_Work to be completed_:
Take the entries below and print only the lines from the one with "Query: woman with diamond tiara" through the one with "[ ] a keypoint on each instance of the suit", exactly as they stand, both ends included.

Data shown below:

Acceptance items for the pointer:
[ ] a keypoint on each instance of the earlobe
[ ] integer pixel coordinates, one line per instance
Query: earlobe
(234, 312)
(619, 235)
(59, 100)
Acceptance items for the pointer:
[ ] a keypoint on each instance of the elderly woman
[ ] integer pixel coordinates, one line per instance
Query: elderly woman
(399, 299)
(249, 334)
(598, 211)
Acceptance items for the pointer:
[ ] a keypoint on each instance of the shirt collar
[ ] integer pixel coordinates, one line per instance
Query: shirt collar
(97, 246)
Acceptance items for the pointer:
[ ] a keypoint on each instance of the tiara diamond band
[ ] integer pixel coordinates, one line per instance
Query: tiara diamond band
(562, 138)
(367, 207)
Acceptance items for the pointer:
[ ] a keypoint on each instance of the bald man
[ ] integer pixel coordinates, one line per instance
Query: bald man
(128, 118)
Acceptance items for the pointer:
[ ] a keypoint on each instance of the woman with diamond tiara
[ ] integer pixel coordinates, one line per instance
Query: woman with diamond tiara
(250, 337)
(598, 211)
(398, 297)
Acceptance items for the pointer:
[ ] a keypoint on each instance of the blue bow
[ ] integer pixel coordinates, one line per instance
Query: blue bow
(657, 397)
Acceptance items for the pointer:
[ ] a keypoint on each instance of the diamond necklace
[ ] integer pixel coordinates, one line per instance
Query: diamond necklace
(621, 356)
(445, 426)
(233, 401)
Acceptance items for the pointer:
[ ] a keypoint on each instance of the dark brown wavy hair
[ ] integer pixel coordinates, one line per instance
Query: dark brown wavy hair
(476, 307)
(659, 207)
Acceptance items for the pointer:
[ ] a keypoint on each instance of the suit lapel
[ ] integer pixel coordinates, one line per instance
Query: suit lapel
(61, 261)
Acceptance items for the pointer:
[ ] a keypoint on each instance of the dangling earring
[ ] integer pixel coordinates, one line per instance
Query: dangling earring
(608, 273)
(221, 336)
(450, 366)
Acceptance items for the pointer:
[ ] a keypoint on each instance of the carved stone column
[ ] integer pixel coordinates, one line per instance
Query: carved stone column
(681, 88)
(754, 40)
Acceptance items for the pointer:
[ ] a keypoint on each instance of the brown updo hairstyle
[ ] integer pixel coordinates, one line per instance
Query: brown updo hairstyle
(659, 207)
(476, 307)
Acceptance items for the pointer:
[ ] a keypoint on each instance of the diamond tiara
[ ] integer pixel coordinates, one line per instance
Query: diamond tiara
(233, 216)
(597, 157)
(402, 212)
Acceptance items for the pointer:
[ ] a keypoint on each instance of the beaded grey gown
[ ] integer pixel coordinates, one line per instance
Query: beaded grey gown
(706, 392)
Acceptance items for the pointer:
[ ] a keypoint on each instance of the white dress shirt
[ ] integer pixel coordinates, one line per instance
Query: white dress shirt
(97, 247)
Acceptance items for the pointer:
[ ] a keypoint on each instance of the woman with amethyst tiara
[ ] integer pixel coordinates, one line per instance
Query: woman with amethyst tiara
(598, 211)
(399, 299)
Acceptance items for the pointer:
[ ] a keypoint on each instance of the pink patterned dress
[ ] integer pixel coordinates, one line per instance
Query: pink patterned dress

End of Data shown.
Data shown below:

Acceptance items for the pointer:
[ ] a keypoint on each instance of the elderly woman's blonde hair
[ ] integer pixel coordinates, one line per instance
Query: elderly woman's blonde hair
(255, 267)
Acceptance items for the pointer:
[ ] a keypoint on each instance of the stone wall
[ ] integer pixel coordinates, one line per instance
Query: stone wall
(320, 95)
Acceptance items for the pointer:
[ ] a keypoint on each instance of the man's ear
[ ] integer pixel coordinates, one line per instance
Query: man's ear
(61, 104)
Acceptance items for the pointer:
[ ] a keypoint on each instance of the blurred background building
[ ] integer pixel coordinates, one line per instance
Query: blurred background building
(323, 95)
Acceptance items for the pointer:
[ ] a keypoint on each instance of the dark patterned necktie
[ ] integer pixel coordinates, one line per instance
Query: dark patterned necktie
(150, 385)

End of Data shown.

_Output for this task_:
Query: woman with diamond tiara
(250, 337)
(598, 211)
(398, 297)
Acceptance items for the pointer:
[ ] a keypoint on each instance of the blue bow
[ ] integer pixel coordinates, one line per instance
Query: blue bow
(657, 397)
Acceptance items for the pointer:
[ ] a keypoint on each instance of the diamond necklace
[ ] integer pixel coordinates, one line per instance
Query: diamond necklace
(621, 356)
(445, 426)
(233, 401)
Acceptance items for the pointer:
[ ] a keypoint on each instance of the dark brown wavy hair
[ ] integer pixel coordinates, one line per instance
Query: dark brown wavy hair
(476, 307)
(659, 207)
Acceptance items for the pointer:
[ ] a keypoint on each instance of the suit lapel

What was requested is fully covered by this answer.